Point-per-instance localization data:
┏━━

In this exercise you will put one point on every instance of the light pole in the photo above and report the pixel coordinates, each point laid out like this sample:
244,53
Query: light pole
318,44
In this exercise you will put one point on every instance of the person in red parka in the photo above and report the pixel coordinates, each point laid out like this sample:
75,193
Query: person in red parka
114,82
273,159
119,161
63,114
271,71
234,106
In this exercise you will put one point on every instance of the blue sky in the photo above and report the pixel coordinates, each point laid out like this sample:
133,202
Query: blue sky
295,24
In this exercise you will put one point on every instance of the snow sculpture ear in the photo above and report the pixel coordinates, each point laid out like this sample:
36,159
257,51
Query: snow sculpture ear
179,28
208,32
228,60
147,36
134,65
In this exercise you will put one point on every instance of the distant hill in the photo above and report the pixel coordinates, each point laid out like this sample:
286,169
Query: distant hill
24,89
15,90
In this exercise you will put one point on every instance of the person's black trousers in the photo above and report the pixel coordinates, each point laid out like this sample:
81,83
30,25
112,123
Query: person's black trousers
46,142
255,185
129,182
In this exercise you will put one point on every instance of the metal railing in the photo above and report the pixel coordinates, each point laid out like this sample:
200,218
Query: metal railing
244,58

┗━━
┏━━

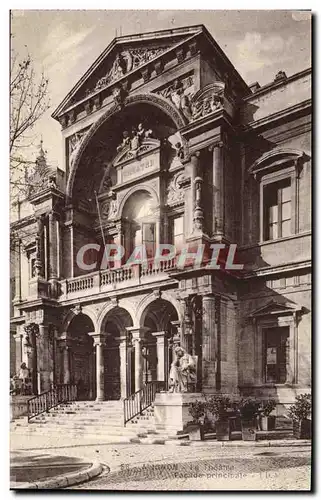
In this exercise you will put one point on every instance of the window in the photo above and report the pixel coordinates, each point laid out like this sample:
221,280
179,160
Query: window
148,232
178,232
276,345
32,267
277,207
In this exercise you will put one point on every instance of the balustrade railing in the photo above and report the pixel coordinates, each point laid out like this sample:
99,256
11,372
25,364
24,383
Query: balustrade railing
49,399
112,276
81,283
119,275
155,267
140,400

┗━━

→ Task item: On how many lines of the data does the word "laid" appear? Reply with the number alone.

→ Response for this exercise: 9